Pressemitteilung -
„Wir kriegen das hin, weil wir zusammenhalten“
Frühjahr ist Hauptsaison: Auf dem Bio-Hofgut Richerode gilt es, Kartoffeln vorkeimen zu lassen, Sommerweizen, Ackerbohnen, Körnererbsen, Hafer und Gerste auszusäen. Hinzu kommen 100 Rinder, 180 Schweine und 460 Hühner. In Zeiten von Corona gibt es aber ein Problem: Die 51 Menschen mit Behinderungen, die auf dem Hofgut beschäftigt sind, dürfen momentan nicht arbeiten.
„Ich hatte schon großen Respekt vor der Summe der Arbeiten, die anstehen“, sagt Frank Radu, Betriebsleiter Landwirtschaft. „In dieser Jahreszeit ist immer viel zu tun. Wir merken gerade jetzt sehr deutlich, welchen erheblichen Beitrag die Klienten zum Tagwerk leisten, sei es in der Hauswirtschaft, beim Schälen von Möhren und Zwiebeln für unsere Großkunden, in der Stallarbeit oder der Außenwirtschaft.“ Die Arbeitsbereiche des Hofgutes zählen als Werkstätten für Menschen mit Behinderungen (WfbM). Alle WfbM in Hessen sind seit dem 23. März geschlossen. „Das bahnte sich schon an, wir konnten uns ein bisschen darauf einstellen“, sagt Radu. Er, die zwölf Kolleginnen und Kollegen aus Hauswirtschaft, Verwaltung, Verarbeitung und Landwirtschaft sowie die Klienten zogen schnell die Kartoffelvorkeimung vor. „Das ist eine sehr aufwändige Arbeit, die gut läuft, wenn viele Hände da sind.“ Gut 30 Tonnen Saatgut mussten in Vorkeimkisten gepflanzt werden. Dann kam die Schließung und der Alltag musste neu strukturiert, Dienstpläne umgeschrieben und die Arbeit ohne Klienten organisiert werden. „Wir kriegen das hin, weil wir zusammenhalten und Unterstützung bekommen“, so Radu. „Aber uns fehlen die Klienten trotzdem, auch im Kontakt miteinander. Und umgekehrt auch“, weiß Radu.
· · · ·
*AUFGABEN*:
[A] Seit welchem Datum sind laut der Pressemitteilung zum Hofgut Richerode alle WfbM in Hessen geschlossen?
[B] Fasse die Pressemitteilung zum Hofgut Richerode in zwei Sätzen zusammen.
[C] Führe die Pressemitteilung zum Hofgut Richerode im Anschluss an ihren letzten Satz weiter.

*DATENABSCHNITT*:
· · · ·
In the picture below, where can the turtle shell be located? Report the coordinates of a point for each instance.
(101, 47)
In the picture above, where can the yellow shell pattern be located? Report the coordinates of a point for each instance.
· · · ·
*LÖSUNGEN*:
[A] Seit dem 23. März.

[B] Auf dem Bio-Hofgut Richerode fallen im Frühjahr Aussaat, Kartoffelvorkeimung und die Versorgung von Rindern, Schweinen und Hühnern an, doch die 51 dort beschäftigten Menschen mit Behinderungen dürfen wegen Corona momentan nicht arbeiten, da alle WfbM in Hessen seit dem 23. März geschlossen sind. Betriebsleiter Frank Radu berichtet, dass die Kartoffelvorkeimung vorgezogen und die Arbeit ohne Klienten neu organisiert wurde, was durch Zusammenhalt und Unterstützung gelingt, obwohl die Klienten fehlen.

[C]
Das Hofgut ist nicht nur WfbM sondern auch Heimat. Auf dem Hofgut leben 22 Menschen mit Behinderungen, 20 von ihnen arbeiten in der Haus- oder Landwirtschaft. Ein Klient zieht sich nach wie vor jeden Morgen seine Arbeitskleidung an und will in den Stall, so Radu. Oder Betreuer rufen an, weil den Klienten, die nicht auf dem Hofgut wohnen, zu Hause die Decke auf den Kopf fällt und sie wieder arbeiten möchten. „Manchmal sind es groteske Situationen. Dort, wo sonst Klienten sitzen, sitzen jetzt meine Kolleginnen, Kollegen und ich und schälen Möhren, Zwiebeln und Kartoffeln. Die Klienten, die hier wohnen, stehen draußen an den Fensterscheiben und gucken uns zu.“
Sie dürfen zwar nicht mehr arbeiten, übernehmen dafür aber andere Aufgaben, die wiederum den Mitarbeitern den Rücken frei halten. Den Hof kehren, den Rasen mähen, die Blumenbeete bepflanzen und den Keller aufräumen. Dazu wurde die Tagesstruktur des Wohnbereichs mit Unterstützung eines Kollegen aus der Für Uns-Manufaktur Treysa umorganisiert. Er hilft auf dem Hofgut bereichsübergreifend aus, wie auch zwei Mitarbeiter aus dem Marta-Mertz-Haus bei der anstehenden Kartoffelpflanzung und eine Kollegin aus der Öffentlichkeitsarbeit.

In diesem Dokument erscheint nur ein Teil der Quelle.